# Instruction 1:
In the records below, arrange the lines from the line containing "object_query = green stripe decal" through the line containing "left=931, top=429, right=1040, bottom=486", inclusive, as a JSON list of strings with one string per line and no blank lines.

# Text excerpt:
METHOD FOR MAKING A BODY WITH ARRANGED PARTICLES USING ACOUSTIC WAVES

Abstract

The present disclosure relates to a method for manufacturing a body comprising a particle structure fixated in a matrix material, said method comprising the steps of: providing a mixture of a viscous matrix material and particles, subjecting said particles to an acoustic standing wave, so as to arrange at least portion of said particles in a pressure node and/or a pressure antinode of the acoustic standing wave thereby creating a particle structure In said viscous matrix material and fixating said viscous matrix material so as to fixate said particle structure In said matrix material. The disclosure also relates to a body obtained by said method, and to the use of said method in various applications.

Claims

1. A method for manufacturing a film comprising a particle structure fixated in a matrix material, the method comprising the steps of: providing a mixture of a viscous matrix material and particles; subjecting the particles to an acoustic standing wave, so as to arrange at least a portion of the particles in at least one of the group consisting of a pressure node and a pressure antinode of the acoustic standing wave thereby creating a particle structure in the viscous matrix; and fixating the viscous matrix so as to fixate the particle structure in the matrix material.

2. The method of claim 1, further comprising the step of contacting the mixture with a first support and a second support.

# Instruction 2:
Answer these questions using the patent text on arranging particles with acoustic waves:
(a) According to the abstract, in what part of the acoustic standing wave is at least a portion of the particles arranged?
(b) What does claim 1 describe a method for manufacturing?
(c) What further step does claim 2 add?

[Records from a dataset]

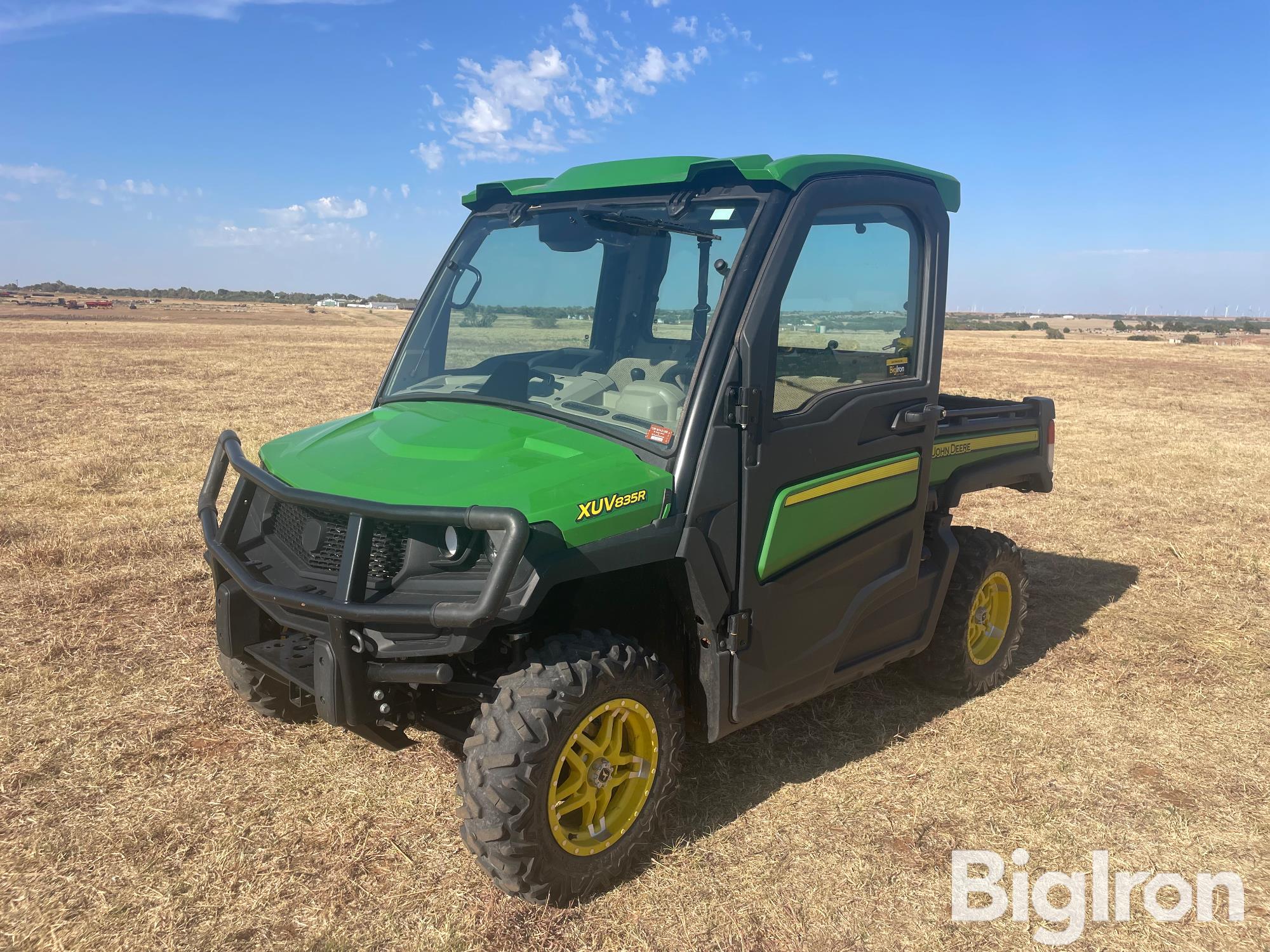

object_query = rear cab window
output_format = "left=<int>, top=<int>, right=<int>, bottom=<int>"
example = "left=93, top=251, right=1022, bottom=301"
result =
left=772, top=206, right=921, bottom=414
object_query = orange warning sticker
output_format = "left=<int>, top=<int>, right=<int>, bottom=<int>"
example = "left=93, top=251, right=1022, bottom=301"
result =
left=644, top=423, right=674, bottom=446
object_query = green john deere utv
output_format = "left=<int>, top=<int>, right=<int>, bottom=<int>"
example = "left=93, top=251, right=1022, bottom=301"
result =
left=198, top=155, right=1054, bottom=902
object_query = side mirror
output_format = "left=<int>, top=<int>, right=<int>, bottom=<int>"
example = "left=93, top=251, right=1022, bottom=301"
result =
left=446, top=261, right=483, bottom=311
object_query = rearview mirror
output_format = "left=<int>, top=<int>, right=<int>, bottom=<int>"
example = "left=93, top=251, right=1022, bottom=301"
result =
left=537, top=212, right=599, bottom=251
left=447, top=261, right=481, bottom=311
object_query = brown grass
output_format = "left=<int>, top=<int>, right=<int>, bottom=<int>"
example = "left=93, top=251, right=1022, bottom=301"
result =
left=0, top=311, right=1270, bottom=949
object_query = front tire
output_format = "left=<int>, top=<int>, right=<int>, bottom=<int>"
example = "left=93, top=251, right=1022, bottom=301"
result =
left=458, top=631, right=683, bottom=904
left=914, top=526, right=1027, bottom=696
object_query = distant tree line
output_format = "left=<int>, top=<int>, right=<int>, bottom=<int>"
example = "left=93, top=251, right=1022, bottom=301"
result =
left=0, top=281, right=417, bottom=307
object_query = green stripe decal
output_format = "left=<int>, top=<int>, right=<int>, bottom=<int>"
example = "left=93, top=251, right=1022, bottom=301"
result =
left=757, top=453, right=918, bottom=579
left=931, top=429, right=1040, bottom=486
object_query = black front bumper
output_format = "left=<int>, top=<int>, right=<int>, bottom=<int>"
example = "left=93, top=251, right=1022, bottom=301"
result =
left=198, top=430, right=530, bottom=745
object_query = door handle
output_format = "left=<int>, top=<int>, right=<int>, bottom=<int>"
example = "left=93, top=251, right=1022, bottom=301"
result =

# Result 1:
[
  "object_query = green stripe decal",
  "output_format = \"left=<int>, top=<int>, right=<int>, bottom=<int>\"",
  "example = \"left=93, top=251, right=1022, bottom=301\"",
  "result =",
  "left=757, top=453, right=918, bottom=579",
  "left=931, top=429, right=1040, bottom=486"
]

# Result 2:
(a) In a pressure node and/or a pressure antinode.
(b) A film comprising a particle structure fixated in a matrix material.
(c) Contacting the mixture with a first support and a second support.